== ASSIGNMENT ==
Lines in which "sideboard" appears should be pulled from the data below.

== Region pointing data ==
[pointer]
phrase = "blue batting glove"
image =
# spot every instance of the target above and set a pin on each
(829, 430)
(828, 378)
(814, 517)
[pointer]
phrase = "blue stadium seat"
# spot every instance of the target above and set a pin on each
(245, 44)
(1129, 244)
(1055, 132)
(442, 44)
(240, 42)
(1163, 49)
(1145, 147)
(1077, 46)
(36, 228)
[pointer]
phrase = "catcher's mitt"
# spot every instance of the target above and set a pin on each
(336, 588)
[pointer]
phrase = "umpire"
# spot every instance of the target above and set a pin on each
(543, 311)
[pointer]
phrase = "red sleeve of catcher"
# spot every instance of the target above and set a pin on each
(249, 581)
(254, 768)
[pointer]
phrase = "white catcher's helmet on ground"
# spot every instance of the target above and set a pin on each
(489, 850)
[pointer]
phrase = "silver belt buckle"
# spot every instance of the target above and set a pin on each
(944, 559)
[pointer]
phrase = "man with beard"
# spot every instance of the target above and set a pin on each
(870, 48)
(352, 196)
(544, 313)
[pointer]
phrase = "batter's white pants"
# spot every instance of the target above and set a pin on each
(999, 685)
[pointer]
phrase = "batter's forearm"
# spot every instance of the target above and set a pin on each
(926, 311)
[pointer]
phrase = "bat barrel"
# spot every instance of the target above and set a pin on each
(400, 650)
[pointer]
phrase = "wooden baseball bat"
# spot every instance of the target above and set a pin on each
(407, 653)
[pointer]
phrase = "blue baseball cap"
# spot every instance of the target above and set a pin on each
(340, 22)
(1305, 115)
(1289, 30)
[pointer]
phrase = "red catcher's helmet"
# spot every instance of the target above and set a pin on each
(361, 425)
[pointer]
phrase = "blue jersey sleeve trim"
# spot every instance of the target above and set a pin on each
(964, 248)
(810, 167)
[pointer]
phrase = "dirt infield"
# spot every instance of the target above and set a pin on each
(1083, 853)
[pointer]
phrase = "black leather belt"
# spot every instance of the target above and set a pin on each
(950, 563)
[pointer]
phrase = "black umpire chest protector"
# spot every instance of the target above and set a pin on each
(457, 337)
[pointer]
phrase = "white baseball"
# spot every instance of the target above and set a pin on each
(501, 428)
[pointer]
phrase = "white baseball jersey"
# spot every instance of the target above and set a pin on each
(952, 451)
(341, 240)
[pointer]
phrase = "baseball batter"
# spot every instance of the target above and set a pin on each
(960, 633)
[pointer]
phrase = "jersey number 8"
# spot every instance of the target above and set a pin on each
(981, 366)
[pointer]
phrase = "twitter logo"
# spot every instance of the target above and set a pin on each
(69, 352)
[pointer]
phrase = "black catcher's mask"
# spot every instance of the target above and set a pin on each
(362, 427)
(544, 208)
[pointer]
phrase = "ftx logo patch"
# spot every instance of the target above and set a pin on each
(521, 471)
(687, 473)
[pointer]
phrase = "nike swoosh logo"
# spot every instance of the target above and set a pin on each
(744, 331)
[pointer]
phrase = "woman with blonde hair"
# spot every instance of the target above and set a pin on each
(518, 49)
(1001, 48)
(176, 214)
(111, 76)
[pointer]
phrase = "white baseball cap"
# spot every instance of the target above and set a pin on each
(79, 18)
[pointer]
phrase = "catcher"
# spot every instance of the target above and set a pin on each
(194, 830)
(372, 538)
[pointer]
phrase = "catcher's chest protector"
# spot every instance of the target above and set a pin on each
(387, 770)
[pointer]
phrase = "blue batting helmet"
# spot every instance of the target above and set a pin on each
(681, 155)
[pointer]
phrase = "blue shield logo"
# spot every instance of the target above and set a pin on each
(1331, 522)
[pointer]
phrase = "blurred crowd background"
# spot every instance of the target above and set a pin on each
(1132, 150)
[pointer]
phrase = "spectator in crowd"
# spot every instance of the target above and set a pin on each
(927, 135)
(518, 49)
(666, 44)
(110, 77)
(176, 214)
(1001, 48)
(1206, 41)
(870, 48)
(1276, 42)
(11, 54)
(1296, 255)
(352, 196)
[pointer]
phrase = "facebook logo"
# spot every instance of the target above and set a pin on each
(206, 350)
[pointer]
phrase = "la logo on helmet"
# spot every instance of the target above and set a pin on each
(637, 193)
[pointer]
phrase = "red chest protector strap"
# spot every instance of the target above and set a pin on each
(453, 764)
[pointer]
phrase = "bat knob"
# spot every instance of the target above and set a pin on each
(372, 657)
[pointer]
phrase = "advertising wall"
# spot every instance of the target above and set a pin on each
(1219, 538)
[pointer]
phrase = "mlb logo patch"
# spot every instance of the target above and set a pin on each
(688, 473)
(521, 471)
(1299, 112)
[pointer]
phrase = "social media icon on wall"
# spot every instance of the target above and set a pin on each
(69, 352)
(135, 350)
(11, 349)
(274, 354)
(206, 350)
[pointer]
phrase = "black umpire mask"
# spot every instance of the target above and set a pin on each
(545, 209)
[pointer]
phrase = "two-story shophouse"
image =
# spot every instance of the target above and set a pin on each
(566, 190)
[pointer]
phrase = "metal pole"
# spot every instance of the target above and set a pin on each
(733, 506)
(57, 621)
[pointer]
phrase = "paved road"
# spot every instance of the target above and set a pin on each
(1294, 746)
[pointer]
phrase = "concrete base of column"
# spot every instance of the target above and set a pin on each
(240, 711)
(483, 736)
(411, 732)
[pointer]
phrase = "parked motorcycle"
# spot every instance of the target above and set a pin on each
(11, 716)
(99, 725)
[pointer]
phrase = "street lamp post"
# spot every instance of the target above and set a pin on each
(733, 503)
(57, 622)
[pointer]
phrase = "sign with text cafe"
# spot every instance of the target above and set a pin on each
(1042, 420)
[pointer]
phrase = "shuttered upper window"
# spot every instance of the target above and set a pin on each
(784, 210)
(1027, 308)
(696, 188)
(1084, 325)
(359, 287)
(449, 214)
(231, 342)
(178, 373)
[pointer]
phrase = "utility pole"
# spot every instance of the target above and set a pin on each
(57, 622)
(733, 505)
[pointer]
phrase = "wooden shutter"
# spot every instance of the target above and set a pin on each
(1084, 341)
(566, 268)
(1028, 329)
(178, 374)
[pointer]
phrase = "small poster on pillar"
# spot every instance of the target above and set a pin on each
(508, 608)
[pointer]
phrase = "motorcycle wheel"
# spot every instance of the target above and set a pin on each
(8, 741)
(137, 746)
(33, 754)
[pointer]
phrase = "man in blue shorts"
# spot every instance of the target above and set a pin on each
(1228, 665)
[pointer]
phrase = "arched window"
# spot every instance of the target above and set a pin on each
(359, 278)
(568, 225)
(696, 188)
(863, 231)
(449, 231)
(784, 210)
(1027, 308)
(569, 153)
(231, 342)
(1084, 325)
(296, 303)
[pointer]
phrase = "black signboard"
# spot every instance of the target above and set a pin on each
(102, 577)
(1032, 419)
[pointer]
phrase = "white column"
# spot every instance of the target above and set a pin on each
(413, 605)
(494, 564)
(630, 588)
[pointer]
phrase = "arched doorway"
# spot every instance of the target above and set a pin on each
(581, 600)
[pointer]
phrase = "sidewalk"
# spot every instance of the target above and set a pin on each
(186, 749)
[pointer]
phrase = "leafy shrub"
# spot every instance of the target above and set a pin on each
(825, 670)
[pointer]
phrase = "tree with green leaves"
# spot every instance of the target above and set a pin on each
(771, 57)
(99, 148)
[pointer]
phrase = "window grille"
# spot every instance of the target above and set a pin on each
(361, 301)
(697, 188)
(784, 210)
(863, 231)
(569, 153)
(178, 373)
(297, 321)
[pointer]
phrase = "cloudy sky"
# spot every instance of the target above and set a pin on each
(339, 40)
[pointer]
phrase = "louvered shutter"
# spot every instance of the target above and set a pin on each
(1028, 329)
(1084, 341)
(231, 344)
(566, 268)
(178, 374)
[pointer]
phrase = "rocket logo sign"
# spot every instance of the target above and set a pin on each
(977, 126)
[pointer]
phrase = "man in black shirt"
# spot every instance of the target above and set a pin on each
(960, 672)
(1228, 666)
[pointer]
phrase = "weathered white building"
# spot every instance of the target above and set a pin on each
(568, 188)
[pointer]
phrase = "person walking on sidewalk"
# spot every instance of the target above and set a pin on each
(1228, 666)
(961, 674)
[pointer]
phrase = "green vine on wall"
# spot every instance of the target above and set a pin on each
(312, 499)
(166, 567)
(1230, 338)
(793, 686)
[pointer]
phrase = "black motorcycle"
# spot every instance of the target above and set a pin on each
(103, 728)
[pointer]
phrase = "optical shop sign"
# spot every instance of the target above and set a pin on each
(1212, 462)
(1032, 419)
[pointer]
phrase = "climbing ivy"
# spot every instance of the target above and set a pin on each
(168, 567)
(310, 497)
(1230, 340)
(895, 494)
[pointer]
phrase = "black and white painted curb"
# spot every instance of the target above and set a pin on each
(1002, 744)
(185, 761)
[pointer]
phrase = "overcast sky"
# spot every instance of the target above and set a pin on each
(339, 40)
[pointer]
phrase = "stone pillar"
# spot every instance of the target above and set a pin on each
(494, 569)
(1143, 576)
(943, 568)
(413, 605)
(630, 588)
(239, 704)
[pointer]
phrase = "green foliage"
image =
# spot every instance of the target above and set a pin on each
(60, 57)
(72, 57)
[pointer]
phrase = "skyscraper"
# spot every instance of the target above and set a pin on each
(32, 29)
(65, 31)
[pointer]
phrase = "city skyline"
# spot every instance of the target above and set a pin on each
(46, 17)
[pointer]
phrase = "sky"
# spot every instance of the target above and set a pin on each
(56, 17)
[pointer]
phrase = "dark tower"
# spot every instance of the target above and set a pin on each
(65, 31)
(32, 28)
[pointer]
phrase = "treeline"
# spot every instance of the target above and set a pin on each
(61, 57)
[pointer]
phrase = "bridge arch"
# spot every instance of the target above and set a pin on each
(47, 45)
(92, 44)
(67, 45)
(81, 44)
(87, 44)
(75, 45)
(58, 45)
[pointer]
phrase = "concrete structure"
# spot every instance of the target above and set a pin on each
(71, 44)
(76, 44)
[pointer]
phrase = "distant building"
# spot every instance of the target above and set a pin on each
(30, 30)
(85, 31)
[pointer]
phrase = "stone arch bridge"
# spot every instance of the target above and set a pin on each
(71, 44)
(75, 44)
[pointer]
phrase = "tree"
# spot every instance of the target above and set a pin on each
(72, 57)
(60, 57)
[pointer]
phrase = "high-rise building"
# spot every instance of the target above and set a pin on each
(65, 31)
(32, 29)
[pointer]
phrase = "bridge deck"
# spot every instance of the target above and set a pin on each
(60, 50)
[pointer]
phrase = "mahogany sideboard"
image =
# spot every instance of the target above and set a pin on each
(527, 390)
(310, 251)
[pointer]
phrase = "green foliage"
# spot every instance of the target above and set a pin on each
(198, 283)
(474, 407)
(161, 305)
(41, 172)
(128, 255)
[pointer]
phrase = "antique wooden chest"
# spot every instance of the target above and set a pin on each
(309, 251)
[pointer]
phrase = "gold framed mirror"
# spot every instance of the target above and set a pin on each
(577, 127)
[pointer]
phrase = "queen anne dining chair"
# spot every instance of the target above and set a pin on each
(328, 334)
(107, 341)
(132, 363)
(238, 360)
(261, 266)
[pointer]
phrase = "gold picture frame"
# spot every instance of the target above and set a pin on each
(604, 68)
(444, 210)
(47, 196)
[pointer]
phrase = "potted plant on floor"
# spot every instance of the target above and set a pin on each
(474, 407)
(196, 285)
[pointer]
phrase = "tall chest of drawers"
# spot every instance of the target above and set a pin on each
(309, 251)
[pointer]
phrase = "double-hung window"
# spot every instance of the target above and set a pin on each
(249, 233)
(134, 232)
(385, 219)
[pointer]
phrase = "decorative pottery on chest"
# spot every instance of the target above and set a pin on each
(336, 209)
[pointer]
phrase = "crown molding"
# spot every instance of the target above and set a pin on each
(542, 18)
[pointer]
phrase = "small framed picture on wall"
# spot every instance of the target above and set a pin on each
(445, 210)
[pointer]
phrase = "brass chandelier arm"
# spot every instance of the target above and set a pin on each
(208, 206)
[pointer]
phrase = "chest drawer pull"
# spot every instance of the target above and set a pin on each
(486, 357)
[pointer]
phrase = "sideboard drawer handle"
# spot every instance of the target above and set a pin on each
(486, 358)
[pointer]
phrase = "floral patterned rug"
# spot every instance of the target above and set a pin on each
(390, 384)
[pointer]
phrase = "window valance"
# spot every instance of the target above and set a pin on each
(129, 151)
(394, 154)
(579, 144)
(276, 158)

== TASK OUTPUT ==
phrase = "mahogany sideboard"
phrase = "sideboard drawer handle"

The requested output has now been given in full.